What is wanted is the line holding "QA review pass — verify and re-annotate all instances of graphic" and every later line through the end of the entries, set down exactly.

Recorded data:
----
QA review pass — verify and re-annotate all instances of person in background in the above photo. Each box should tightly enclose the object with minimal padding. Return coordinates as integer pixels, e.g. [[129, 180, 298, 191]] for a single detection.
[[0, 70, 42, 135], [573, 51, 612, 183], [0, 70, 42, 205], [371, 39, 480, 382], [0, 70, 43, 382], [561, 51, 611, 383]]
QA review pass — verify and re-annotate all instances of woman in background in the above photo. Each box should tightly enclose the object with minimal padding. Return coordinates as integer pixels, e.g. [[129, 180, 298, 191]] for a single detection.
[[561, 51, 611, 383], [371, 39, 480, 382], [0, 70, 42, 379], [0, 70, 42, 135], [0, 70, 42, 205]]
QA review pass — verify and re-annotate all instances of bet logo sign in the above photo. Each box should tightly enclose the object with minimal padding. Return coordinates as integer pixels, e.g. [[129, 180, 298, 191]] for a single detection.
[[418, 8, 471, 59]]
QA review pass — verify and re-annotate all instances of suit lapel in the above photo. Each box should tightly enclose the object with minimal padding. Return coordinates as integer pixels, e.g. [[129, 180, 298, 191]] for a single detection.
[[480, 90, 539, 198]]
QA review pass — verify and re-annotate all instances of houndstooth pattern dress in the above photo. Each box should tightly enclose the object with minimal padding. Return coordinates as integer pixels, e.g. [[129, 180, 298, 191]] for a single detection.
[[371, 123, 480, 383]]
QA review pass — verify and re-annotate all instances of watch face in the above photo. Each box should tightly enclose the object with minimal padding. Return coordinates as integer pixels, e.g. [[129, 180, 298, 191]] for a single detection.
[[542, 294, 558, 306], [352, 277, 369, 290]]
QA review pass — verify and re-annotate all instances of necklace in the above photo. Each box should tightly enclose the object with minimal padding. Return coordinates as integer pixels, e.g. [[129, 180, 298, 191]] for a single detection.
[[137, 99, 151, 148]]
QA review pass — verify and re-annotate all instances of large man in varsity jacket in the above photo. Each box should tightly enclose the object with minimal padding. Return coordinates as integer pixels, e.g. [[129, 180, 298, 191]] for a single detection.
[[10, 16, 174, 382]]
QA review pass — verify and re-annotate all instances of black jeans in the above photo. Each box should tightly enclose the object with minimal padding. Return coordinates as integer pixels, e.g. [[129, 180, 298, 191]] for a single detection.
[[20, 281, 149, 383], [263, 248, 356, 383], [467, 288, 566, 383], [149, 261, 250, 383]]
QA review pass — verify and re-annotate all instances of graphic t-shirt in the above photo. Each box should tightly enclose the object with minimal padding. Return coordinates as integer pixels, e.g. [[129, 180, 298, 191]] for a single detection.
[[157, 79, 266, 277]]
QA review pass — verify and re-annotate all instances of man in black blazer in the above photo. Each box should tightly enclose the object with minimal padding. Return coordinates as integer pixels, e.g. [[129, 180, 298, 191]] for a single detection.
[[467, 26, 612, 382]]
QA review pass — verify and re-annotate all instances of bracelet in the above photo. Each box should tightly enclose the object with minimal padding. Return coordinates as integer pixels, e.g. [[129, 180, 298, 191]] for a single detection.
----
**SOLUTION:**
QA review pass — verify and re-annotate all instances of graphic t-shirt in the above photo. Each box should tightly enclose the object with minimal padding. Return coordinates as integer pixels, e.g. [[129, 180, 298, 191]] for a single detection.
[[157, 79, 266, 277]]
QA review pass — verify and re-annotate all instances of man in black blazer in the above photo. Each box should tightly enclose the object with minimal padding. Return coordinates as integer pixels, e.g. [[129, 180, 298, 191]] for a single detection.
[[467, 26, 612, 382]]
QA review pass — verify and re-annotate all instances of bracelet in the above photo. Each box should tightly enclose the object with minimal padding. Return coordinates as integer pixels, e.g. [[129, 180, 298, 191]] for a single detection.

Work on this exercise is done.